*** Data provided ***

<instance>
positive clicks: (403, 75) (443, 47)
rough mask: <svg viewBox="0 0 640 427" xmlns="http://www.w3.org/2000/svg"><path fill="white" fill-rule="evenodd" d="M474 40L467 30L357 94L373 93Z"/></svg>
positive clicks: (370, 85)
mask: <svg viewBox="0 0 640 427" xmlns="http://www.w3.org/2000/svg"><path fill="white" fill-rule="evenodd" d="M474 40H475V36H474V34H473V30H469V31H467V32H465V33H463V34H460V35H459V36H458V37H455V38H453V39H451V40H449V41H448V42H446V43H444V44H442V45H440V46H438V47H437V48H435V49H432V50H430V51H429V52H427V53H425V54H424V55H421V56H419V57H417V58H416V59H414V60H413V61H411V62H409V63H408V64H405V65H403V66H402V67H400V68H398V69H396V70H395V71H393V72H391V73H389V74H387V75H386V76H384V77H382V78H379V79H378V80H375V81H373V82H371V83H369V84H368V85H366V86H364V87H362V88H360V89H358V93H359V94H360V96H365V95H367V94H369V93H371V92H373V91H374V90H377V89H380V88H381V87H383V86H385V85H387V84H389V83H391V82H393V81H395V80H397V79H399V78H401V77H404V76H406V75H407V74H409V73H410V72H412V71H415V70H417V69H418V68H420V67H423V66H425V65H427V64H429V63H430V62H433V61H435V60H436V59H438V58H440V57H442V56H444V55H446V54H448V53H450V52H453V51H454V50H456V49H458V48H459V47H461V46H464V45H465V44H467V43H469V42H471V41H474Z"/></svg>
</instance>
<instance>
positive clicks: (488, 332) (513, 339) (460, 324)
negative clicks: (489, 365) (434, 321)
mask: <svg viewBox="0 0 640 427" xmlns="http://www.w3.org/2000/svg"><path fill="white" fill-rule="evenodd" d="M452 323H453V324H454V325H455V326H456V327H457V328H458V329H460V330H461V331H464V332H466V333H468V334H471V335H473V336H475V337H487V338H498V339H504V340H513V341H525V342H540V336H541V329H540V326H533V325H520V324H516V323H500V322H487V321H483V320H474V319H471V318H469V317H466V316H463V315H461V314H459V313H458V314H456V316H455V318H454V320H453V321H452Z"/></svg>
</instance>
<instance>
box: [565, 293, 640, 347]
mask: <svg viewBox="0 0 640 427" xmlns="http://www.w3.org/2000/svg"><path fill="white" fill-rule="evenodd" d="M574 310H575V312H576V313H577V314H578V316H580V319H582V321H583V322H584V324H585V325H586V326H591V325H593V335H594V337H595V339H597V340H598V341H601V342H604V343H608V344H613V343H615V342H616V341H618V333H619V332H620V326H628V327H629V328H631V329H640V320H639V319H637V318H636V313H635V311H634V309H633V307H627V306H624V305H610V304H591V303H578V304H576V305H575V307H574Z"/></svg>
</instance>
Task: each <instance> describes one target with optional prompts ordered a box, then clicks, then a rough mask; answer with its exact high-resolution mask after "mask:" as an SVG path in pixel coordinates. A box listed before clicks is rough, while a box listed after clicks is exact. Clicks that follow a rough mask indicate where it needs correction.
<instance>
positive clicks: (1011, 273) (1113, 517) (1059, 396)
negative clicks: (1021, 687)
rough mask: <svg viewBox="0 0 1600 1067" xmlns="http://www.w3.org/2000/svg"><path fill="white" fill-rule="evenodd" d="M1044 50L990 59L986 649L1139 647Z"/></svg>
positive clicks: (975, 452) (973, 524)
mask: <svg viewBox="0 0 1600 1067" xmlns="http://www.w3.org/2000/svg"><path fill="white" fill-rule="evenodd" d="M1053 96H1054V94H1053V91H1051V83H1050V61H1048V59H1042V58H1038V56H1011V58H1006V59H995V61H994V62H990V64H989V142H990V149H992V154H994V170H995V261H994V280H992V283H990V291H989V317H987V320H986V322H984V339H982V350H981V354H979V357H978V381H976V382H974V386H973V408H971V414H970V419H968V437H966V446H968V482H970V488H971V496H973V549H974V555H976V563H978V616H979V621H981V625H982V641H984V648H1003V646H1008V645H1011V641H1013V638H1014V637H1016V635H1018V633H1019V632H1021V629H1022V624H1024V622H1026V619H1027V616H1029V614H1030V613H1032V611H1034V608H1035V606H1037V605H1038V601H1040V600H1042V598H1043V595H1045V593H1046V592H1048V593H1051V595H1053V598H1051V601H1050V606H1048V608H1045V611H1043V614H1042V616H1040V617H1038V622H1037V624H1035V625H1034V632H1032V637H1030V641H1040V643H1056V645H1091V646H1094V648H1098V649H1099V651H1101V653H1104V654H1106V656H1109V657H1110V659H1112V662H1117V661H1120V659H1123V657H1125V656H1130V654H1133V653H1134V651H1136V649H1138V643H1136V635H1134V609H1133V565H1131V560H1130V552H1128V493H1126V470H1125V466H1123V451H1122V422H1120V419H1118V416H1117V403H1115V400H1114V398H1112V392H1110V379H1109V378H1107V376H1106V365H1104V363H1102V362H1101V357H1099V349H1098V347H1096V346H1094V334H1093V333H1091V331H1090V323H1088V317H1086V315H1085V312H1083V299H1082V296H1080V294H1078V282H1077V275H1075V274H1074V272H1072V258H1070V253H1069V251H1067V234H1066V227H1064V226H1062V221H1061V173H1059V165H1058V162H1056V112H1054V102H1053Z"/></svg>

*** End of Data provided ***

**What you are asked to do**
When you reach the line in the material above that holds "positive clicks: (1011, 273)", begin reproducing lines exactly, and stop after the line that holds "50L990 59L986 649L1139".

**Solution to the exercise**
positive clicks: (1011, 273) (1113, 517) (1059, 396)
negative clicks: (1021, 687)
rough mask: <svg viewBox="0 0 1600 1067" xmlns="http://www.w3.org/2000/svg"><path fill="white" fill-rule="evenodd" d="M1044 50L990 59L986 649L1139 647Z"/></svg>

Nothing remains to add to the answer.